▸ Given request
Extract every line of the listing below and reproduce each one verbatim, in the same order.

▸ Record set
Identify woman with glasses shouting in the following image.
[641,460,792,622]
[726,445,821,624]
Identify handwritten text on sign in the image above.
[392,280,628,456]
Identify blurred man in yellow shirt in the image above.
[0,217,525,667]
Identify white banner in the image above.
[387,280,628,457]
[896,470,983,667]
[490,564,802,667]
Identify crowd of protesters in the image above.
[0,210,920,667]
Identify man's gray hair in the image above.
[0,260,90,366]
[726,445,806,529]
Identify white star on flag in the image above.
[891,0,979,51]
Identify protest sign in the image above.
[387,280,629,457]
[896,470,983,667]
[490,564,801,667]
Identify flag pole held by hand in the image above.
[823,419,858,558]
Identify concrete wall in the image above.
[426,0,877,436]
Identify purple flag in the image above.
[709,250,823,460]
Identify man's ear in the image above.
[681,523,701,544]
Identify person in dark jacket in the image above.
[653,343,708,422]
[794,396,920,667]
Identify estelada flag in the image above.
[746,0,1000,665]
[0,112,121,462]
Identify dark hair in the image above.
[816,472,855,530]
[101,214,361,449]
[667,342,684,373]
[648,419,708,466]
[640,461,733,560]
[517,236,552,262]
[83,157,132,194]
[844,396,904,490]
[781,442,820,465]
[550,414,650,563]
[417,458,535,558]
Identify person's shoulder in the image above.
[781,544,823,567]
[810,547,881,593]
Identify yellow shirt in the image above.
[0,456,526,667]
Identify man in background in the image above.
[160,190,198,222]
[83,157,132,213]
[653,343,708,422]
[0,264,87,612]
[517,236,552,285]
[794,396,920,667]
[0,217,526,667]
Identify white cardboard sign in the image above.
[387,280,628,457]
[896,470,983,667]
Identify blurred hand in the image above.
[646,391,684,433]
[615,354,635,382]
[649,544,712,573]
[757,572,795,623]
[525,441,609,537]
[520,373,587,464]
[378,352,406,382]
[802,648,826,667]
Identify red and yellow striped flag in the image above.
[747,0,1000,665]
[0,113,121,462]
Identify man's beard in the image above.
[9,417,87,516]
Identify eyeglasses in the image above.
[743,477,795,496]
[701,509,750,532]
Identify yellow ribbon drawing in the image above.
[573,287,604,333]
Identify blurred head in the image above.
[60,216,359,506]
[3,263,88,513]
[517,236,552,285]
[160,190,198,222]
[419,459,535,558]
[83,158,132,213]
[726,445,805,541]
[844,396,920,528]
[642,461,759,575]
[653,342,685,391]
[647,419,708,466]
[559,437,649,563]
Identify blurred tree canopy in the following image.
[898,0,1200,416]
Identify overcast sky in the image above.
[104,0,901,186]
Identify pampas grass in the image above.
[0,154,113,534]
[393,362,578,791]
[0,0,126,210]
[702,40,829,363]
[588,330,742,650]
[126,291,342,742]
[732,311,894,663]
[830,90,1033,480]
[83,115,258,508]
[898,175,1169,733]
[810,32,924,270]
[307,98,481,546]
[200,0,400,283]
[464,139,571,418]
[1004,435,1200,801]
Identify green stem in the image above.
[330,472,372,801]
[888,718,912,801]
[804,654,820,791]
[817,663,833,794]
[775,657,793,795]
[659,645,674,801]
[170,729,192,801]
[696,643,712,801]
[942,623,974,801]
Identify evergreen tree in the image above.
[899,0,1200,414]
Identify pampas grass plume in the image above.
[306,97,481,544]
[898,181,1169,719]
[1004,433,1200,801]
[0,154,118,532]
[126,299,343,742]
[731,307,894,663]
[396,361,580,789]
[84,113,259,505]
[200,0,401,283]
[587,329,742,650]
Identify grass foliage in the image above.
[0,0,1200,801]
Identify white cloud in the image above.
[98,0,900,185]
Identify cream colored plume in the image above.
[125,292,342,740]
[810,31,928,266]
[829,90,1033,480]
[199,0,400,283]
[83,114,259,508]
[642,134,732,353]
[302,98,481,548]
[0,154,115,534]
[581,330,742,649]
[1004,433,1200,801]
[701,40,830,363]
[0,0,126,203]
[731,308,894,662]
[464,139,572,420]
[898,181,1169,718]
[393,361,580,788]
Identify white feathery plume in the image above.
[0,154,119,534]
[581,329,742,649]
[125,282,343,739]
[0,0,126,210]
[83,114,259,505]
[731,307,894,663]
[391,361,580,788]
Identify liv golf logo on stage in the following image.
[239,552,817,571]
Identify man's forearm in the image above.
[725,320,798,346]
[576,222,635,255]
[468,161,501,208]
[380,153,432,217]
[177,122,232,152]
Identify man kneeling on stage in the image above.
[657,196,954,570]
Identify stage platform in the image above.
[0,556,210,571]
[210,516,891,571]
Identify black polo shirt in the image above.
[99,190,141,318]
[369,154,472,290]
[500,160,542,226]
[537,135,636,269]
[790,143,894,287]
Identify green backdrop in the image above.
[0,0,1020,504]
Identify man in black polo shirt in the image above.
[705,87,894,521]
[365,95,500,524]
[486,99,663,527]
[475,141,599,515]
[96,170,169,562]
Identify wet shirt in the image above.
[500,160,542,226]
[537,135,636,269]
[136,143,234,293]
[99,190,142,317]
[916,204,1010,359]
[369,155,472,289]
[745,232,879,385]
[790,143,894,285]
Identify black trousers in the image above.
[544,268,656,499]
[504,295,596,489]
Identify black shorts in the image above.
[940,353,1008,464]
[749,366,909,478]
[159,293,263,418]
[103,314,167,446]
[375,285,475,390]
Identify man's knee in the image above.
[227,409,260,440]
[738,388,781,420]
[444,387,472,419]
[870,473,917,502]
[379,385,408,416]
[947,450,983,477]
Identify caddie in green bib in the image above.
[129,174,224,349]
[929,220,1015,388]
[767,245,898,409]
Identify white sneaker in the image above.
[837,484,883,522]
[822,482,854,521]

▸ The result
Identify woman with glasses shouting in the following image.
[641,460,792,622]
[726,445,821,624]
Identify handwritten text on sign in the image above.
[392,280,628,456]
Identify blurred man in yellow shirt in the image above.
[0,217,525,667]
Identify white banner in the image above.
[387,280,628,457]
[896,470,983,667]
[490,564,802,667]
Identify crowd of protesters in the image above.
[0,210,920,667]
Identify man's gray hair in the image above.
[0,260,90,366]
[726,445,806,529]
Identify white star on flag in the image above.
[891,0,979,51]
Identify protest sign in the image above.
[387,280,629,457]
[896,470,983,667]
[490,564,801,667]
Identify flag pole held by hand in the image above.
[823,419,858,558]
Identify concrete wall in the image above.
[426,0,877,436]
Identify purple flag in the image above.
[709,250,823,460]
Identify man's ear in the image above.
[681,523,701,544]
Identify person in dark jacket in the image above.
[653,343,708,422]
[794,396,920,667]
Identify estelada flag in the image above.
[746,0,1000,665]
[0,112,121,462]
Identify dark hair in the image above.
[816,472,855,530]
[101,214,361,449]
[667,342,684,373]
[648,419,708,466]
[640,461,733,560]
[517,236,552,262]
[83,157,132,194]
[844,396,904,490]
[781,442,820,465]
[550,414,650,563]
[417,458,535,558]
Identify person's shoulder in the image above.
[781,544,823,567]
[810,547,881,593]
Identify yellow shirt in the image above.
[0,456,526,667]
Identify man in background in the image above.
[160,190,198,222]
[83,157,132,213]
[653,343,708,422]
[0,264,87,612]
[517,236,552,285]
[794,396,920,667]
[0,217,526,667]
Identify white cardboard sign in the image above.
[387,280,628,457]
[896,470,983,667]
Identify blurred hand in the image above.
[646,391,684,433]
[615,354,635,382]
[649,544,712,573]
[757,572,795,623]
[525,441,609,537]
[520,373,587,464]
[378,352,406,382]
[802,648,826,667]
Identify red and yellow striped flag in the image above.
[747,0,1000,665]
[0,113,121,462]
Identify man's beard in the image above.
[9,417,87,516]
Identify eyeglasses in the image above.
[743,477,795,496]
[701,509,750,532]
Identify yellow ribbon drawing in the image above.
[573,287,604,333]
Identify blurred head in the image above.
[60,216,359,506]
[3,263,88,513]
[517,236,552,285]
[160,190,198,222]
[419,459,535,558]
[83,158,132,213]
[726,445,805,541]
[844,396,920,528]
[642,461,759,575]
[653,342,685,391]
[647,419,708,466]
[559,437,649,563]
Identify blurred tree canopy in the following image.
[898,0,1200,416]
Identify overcast sky in the image above.
[104,0,901,186]
Identify pampas grass in the image above.
[0,154,113,534]
[393,362,578,791]
[0,0,126,210]
[702,40,829,363]
[588,330,742,650]
[126,291,342,742]
[732,311,894,663]
[830,90,1033,480]
[83,115,258,508]
[898,175,1169,733]
[810,32,924,270]
[307,98,481,546]
[200,0,400,283]
[464,139,571,418]
[1004,435,1200,801]
Identify green stem in the image above.
[330,472,372,801]
[888,718,912,801]
[804,654,820,791]
[817,663,833,794]
[775,657,793,795]
[659,645,674,801]
[170,729,192,801]
[696,643,712,801]
[942,623,974,801]
Identify evergreen tree in the image above.
[899,0,1200,414]
Identify pampas grass plume in the image above.
[306,97,481,544]
[898,181,1169,719]
[1004,433,1200,801]
[0,154,118,532]
[126,299,343,742]
[731,307,894,663]
[396,361,580,789]
[84,113,259,505]
[200,0,401,283]
[587,329,742,650]
Identify grass foliage in the image above.
[0,0,1200,801]
Identify white cloud in the image above.
[98,0,900,185]
Identify cream colored plume in the image above.
[125,292,342,740]
[810,31,928,266]
[829,90,1033,480]
[199,0,400,283]
[83,114,259,508]
[642,134,732,353]
[302,98,481,548]
[0,154,115,534]
[581,330,742,649]
[1004,433,1200,801]
[701,40,830,363]
[0,0,126,203]
[731,308,894,662]
[464,139,572,420]
[898,181,1169,718]
[393,361,580,788]
Identify white feathery plume in the image above.
[0,154,119,534]
[581,329,742,649]
[125,282,343,739]
[0,0,126,210]
[83,114,259,505]
[731,307,894,663]
[391,361,580,788]
Identify liv golf logo on stage in the following image.
[239,552,817,571]
Identify man's forearm in the image above.
[725,320,798,346]
[576,222,635,255]
[468,161,501,208]
[380,153,432,217]
[177,122,232,152]
Identify man kneeling on stage in the image above.
[657,196,954,570]
Identify stage platform in the image above.
[0,556,210,571]
[210,516,891,571]
Identify black polo shirt in the image above.
[99,190,141,318]
[369,154,472,290]
[500,160,542,226]
[537,135,636,269]
[790,143,894,287]
Identify green backdrop in the image above.
[0,0,1020,504]
Identify man in black polo shirt in the image above.
[705,87,894,521]
[365,95,500,524]
[486,99,663,527]
[475,141,599,515]
[96,170,169,562]
Identify wet shirt in the image above.
[500,160,542,226]
[537,135,636,269]
[136,143,234,293]
[99,190,142,317]
[916,204,1010,359]
[369,155,472,289]
[745,232,879,385]
[790,143,894,285]
Identify black trousers in the image above.
[544,268,656,499]
[504,295,596,489]
Identify black shorts in the image above.
[940,353,1008,464]
[749,366,909,478]
[159,293,263,418]
[103,314,167,446]
[375,285,475,390]
Identify man's knee in the image above.
[227,409,260,440]
[738,388,781,420]
[444,387,472,419]
[870,473,917,502]
[379,385,408,416]
[947,450,983,477]
Identify caddie in green bib in the image above.
[129,174,224,349]
[929,220,1015,388]
[767,245,898,409]
Identify white sneaker in the image above.
[837,484,883,522]
[822,482,854,521]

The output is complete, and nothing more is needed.